- EXERCISE INSTRUCTIONS -
Please reproduce word for word the stretch of the 3D-printed spiral device text below that begins at the words "Particle-tracking simulations were" and stops after "reducing small-particle crossover.".

- READING TEXT -
· · · ·
Title: 3D-Printed Closed-Channel Spiral Inertial Microfluidic Device for Size-Based Particle Separation
Description:
Spiral inertial microfluidic devices provide a simple, high-throughput approach for size-based particle separation; however, translating PDMS-optimized designs into monolithic, fully enclosed 3D-printed channels is often limited by printability and post-print channel clearing.
In our previous PDMS study, a 400×120µm spiral achieved high separation performance after computational optimization and experimental validation.
To translate this high-performing PDMS concept into a faster and more cost-effective manufacturing approach, the same separation principle is transferred to a fully 3D-printed, closed-channel spiral device, and the geometry is re-optimized around manufacturability constraints.
Printing trials showed that enclosed channels at 400×120µm and 600×180µm could not be cleared reliably due to trapped resin and frequent blockage, most often near the inner-outlet region.
In contrast, 800×240µm and 1200×360µm channels were printed and flushed successfully, and 800×240µm was selected as the smallest reproducibly functional cross-section.
Particle-tracking simulations were then used to re-optimize spiral development length, showing that a 4-turn device provides limited collection for 12µm targets (10%), intermediate lengths (5–7 turns) improve collection to 50%, and an 8-turn spiral achieves complete large-particle collection (100%) across tested target sizes (12–24µm) while reducing small-particle crossover.
Experimental validation of the 8-turn 800×240µm device at Q=6mL min−1 using fluorescent polystyrene particles (18µm target; 6µm background) yielded an average collection efficiency of 84% and an inner-outlet purity of 92%.
Overall, these results demonstrate that spiral inertial separation can be retained in a monolithic 3D-printed format when the design is re-optimized around the smallest reliably clearable enclosed cross-section and sufficient spiral development length.
· · · ·
- DATA SUPPLIED -

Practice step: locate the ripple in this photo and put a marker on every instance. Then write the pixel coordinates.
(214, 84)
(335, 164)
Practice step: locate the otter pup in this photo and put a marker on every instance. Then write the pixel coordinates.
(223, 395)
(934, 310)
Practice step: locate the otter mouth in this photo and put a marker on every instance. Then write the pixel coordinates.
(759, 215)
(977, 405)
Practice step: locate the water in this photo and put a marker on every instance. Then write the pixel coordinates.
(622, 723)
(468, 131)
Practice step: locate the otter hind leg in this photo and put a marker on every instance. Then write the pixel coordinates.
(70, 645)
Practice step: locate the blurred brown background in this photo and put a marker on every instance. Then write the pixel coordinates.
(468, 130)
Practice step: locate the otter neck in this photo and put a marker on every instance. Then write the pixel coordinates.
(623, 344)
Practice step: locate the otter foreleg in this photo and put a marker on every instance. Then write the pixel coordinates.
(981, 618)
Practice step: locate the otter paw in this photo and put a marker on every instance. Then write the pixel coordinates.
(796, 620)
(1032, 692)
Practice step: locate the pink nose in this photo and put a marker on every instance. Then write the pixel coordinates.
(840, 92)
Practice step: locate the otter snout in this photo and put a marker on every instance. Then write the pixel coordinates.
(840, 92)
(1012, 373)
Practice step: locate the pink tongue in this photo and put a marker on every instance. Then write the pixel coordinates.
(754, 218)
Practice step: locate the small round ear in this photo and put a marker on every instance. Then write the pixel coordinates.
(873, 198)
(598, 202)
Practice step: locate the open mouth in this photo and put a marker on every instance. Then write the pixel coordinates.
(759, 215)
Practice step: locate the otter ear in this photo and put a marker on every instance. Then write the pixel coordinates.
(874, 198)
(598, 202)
· · · ·
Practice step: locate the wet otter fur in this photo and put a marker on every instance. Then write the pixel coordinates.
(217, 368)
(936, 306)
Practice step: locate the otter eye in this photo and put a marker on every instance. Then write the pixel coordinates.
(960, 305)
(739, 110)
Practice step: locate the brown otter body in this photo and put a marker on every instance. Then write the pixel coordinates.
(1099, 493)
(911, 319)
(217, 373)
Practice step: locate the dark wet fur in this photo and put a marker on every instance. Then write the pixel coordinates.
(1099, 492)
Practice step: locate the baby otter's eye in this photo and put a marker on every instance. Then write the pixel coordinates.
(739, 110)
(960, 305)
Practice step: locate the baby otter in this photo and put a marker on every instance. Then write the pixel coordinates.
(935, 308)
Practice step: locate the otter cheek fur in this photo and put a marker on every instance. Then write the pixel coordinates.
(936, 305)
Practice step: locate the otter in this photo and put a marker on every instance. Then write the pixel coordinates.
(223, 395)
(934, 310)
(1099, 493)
· · · ·
- COMPLETED EXERCISE -
Particle-tracking simulations were then used to re-optimize spiral development length, showing that a 4-turn device provides limited collection for 12µm targets (10%), intermediate lengths (5–7 turns) improve collection to 50%, and an 8-turn spiral achieves complete large-particle collection (100%) across tested target sizes (12–24µm) while reducing small-particle crossover.